#### Exercise requirements:
Check each line of the entries below for the word "background", and copy out the ones that have it.
---------- Entries shown ----------
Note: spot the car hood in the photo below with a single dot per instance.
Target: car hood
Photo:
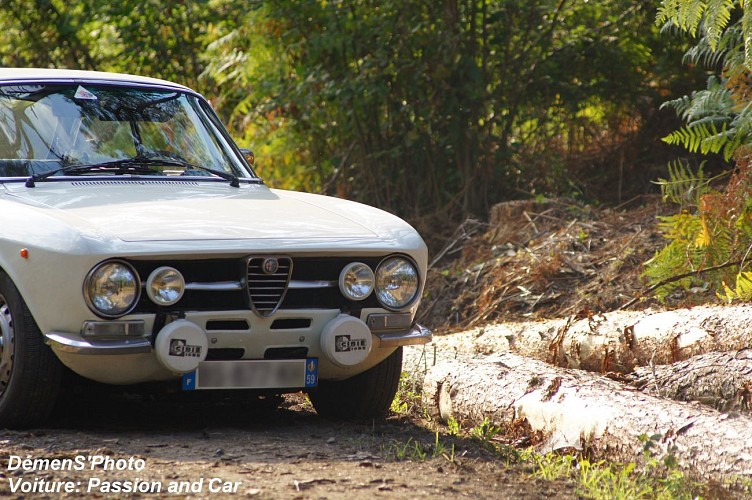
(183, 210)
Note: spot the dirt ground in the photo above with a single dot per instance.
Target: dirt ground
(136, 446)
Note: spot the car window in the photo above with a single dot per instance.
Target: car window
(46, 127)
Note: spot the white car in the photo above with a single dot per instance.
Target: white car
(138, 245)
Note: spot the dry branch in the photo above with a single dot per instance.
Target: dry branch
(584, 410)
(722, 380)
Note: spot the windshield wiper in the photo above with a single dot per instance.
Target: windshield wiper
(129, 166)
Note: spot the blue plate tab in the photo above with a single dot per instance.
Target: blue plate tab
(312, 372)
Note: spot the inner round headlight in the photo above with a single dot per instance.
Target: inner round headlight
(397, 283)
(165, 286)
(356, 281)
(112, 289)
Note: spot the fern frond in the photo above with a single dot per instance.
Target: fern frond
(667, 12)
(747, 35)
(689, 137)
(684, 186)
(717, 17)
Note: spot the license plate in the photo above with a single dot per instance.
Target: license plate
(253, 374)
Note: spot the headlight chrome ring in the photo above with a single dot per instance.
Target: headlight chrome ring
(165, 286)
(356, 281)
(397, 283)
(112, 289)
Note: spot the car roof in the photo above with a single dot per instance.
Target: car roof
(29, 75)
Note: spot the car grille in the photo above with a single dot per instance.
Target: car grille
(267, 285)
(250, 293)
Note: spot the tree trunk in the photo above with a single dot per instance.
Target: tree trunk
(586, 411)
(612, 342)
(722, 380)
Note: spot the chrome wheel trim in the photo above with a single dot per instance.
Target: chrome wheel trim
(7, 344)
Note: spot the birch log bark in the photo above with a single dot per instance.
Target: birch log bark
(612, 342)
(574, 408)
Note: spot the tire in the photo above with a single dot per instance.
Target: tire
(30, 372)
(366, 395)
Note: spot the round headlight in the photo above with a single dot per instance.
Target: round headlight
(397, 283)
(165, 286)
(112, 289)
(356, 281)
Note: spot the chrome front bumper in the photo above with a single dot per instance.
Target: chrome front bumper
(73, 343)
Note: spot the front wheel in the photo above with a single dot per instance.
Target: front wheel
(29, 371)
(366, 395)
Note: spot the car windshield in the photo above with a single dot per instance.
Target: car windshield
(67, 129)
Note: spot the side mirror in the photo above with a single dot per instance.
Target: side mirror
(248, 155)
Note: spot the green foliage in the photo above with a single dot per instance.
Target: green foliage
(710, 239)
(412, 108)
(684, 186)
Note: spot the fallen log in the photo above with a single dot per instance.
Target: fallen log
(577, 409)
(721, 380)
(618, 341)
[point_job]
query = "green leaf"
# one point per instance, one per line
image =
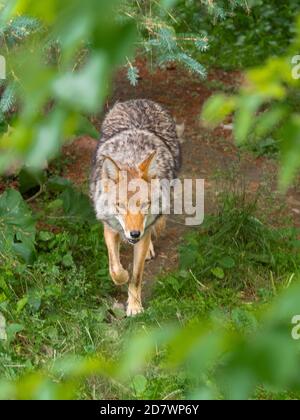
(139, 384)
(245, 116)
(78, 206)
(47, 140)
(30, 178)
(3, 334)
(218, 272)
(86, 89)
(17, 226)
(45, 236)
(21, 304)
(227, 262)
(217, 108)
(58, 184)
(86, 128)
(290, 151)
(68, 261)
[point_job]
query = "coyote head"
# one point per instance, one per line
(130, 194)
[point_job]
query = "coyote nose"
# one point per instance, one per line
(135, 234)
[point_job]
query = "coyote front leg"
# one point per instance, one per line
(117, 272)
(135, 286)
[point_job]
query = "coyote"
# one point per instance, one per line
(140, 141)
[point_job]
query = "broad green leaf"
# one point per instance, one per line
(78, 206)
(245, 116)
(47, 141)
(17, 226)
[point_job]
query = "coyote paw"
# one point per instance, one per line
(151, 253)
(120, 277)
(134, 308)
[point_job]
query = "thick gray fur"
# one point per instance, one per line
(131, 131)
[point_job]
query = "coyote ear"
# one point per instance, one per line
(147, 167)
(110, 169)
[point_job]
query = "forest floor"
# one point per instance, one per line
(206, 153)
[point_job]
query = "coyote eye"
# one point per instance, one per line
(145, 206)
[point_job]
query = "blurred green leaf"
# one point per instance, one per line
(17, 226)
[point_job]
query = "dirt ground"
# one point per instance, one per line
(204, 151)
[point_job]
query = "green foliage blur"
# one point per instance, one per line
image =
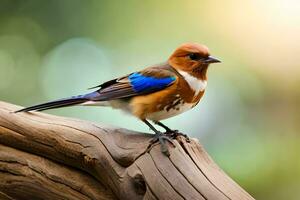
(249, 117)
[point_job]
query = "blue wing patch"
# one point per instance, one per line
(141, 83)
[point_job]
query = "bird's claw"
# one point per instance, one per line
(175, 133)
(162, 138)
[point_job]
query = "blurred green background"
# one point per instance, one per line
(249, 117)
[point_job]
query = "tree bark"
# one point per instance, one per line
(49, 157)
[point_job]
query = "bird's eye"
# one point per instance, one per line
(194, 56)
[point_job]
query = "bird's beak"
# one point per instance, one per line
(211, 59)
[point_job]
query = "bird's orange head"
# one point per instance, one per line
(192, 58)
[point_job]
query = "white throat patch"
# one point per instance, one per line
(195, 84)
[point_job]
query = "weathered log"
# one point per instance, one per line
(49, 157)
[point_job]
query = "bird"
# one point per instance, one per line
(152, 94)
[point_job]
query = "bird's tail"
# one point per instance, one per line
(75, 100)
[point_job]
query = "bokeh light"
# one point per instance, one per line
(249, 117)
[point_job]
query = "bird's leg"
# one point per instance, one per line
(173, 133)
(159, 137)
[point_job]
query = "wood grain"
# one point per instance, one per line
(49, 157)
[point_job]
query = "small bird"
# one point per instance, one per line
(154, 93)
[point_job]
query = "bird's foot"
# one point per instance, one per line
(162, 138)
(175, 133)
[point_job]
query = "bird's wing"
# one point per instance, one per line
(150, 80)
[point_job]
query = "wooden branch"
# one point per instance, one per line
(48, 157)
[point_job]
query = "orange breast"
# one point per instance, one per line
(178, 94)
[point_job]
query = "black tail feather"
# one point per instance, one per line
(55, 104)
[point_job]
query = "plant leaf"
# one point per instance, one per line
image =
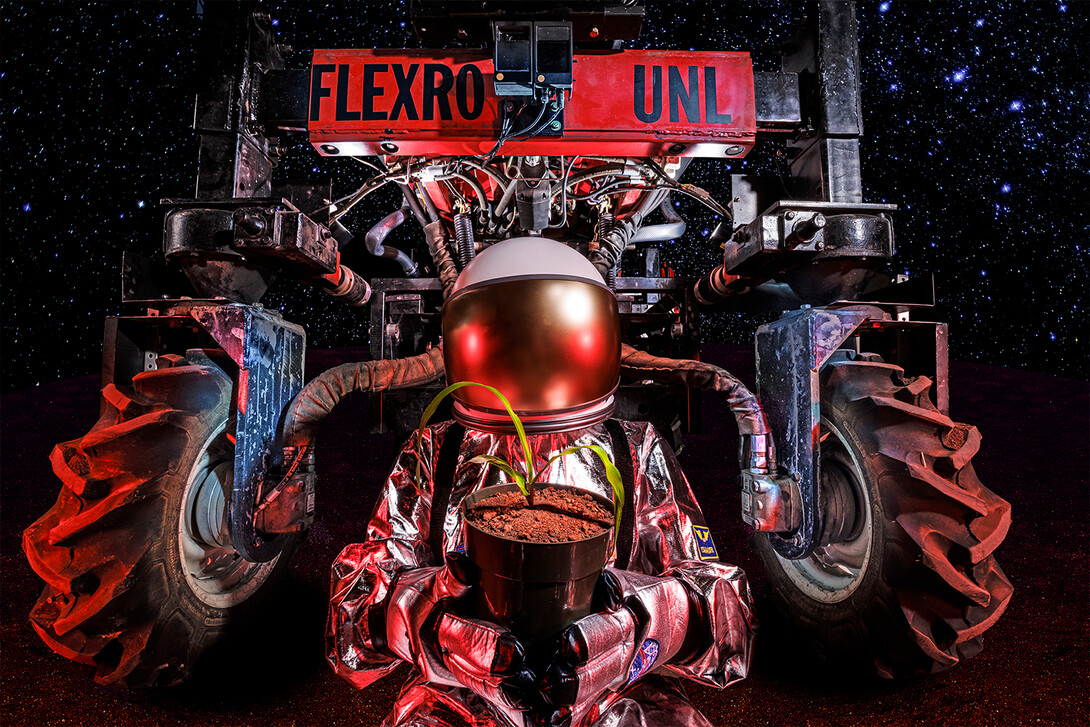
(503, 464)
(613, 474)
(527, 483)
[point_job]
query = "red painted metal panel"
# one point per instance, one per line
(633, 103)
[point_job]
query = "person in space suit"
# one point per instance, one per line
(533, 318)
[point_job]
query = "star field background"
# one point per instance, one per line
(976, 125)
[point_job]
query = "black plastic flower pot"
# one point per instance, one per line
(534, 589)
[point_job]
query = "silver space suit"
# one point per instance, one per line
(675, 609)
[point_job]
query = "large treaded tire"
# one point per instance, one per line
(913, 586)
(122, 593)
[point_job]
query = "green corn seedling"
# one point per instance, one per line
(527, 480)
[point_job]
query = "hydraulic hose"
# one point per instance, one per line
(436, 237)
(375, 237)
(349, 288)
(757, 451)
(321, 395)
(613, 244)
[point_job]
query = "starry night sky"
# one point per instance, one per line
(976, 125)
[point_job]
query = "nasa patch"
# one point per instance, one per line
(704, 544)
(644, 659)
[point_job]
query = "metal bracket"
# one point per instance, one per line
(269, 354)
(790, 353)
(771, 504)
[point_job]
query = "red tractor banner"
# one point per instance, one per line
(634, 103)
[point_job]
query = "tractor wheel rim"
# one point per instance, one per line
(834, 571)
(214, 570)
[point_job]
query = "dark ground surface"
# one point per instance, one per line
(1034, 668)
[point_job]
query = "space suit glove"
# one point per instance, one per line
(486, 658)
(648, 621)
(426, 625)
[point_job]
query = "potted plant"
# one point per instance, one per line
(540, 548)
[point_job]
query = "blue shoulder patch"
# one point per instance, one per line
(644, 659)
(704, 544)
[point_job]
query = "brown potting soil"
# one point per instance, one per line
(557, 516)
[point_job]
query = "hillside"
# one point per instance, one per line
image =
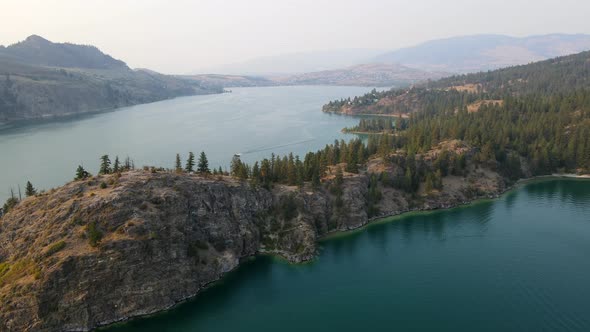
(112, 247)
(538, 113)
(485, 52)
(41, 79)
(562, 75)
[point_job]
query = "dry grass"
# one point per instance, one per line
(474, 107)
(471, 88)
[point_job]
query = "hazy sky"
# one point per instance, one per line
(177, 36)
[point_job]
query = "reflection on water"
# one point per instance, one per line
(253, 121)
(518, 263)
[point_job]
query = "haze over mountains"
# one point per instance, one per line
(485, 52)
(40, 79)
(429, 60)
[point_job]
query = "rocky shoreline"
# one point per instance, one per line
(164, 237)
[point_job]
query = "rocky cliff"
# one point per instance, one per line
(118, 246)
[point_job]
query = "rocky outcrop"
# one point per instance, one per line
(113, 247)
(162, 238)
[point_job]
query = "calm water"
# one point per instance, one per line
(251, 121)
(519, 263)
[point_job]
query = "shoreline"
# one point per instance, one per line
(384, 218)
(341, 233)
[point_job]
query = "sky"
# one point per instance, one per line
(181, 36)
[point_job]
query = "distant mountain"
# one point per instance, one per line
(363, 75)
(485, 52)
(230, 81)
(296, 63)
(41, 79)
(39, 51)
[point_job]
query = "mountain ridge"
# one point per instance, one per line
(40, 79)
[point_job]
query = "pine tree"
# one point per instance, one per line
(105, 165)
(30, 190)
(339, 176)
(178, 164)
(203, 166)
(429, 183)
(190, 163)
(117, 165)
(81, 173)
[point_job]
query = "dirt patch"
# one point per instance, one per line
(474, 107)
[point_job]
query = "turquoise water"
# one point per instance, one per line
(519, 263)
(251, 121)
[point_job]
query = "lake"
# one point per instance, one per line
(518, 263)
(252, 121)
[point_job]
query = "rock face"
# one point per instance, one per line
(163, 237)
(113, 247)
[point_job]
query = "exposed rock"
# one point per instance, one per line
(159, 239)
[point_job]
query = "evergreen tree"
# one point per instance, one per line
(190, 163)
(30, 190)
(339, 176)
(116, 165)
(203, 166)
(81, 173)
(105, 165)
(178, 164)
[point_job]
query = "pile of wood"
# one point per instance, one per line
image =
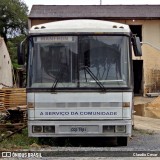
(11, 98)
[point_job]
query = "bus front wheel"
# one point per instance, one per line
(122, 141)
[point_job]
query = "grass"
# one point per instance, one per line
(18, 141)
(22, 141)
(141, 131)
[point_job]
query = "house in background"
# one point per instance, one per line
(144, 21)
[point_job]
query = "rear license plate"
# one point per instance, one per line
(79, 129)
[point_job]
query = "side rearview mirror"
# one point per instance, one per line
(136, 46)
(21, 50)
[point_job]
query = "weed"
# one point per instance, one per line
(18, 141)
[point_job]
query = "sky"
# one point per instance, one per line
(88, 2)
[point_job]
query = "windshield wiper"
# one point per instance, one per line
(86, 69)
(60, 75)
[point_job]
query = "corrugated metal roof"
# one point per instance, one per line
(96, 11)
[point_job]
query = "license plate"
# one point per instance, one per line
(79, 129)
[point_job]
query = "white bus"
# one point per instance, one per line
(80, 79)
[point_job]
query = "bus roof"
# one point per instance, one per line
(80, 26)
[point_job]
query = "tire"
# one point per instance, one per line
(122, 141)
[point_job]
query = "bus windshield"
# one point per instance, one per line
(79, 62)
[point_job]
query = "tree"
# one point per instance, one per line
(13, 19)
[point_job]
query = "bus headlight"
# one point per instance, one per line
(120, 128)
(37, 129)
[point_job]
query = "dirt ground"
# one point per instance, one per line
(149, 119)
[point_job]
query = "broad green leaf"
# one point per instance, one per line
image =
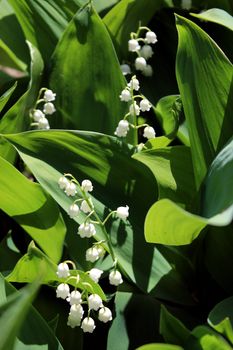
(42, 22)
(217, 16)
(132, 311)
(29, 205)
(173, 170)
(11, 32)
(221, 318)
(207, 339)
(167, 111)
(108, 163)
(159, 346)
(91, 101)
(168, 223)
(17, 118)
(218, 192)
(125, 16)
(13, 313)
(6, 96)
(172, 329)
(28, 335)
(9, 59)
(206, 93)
----------
#### Output for this exercise:
query = "blurred green background"
query = "star field background"
query = "house in background"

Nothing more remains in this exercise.